• Your objective:
In the summary on the expressive power of floating-point neural networks, which correctly rounded activation remains non-universal even under the generalized model?

• Passage:

Expressive Power of Floating-Point Neural Networks with Arbitrary Reduction Orders and Inexact Activation Implementations
Pith reviewed 2026-06-29 13:35 UTC · model grok-4.3
The pith
Floating-point neural networks represent any function between floating-point domains exactly when their first-layer activations distinguish every pair of distinct inputs.
A machine-rendered reading of the paper's core claim, the machinery that carries it, and where it could break.
Core claim
A floating-point neural network achieves universal representability over floating-point domains if and only if its first layer distinguishes every pair of distinct inputs, with the sufficiency direction holding once the activation implementation meets mild conditions that allow distinctions to propagate through the network.
What carries the argument
The distinguishability framework, which requires that for every pair of distinct inputs there is at least one first-layer neuron whose activation output differs on that pair.
If this is right
- Implementations of sigmoid, tanh, ReLU, ELU, SeLU, GeLU, Swish, Mish, and sin become universal representators under arbitrary reduction orders and bounded ulp errors.
- Correctly rounded cosine and certain other activations remain non-universal even under the generalized model.
- Universal representability fails for any activation whose first layer cannot separate all distinct inputs.
- Prior results limited to fixed left-to-right reduction and exact rounding are subsumed by the new framework.
Where Pith is reading between the lines
- Hardware or compiler changes to reduction order could turn a previously universal network non-universal for a given activation.
- Verifying distinguishability only on the first layer offers a practical test for universality without enumerating all possible target functions.
Load-bearing premise
The activation implementation satisfies additional mild conditions beyond bounded ulp error that let first-layer distinctions propagate to the full network.
What would settle it
A concrete activation implementation that distinguishes all input pairs in the first layer yet fails to represent some target function on the floating-point domain when reduction order is arbitrary.

• Dataset section:
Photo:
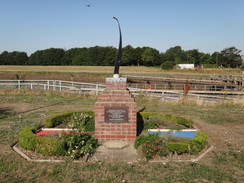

• Exercise response:
Cosine.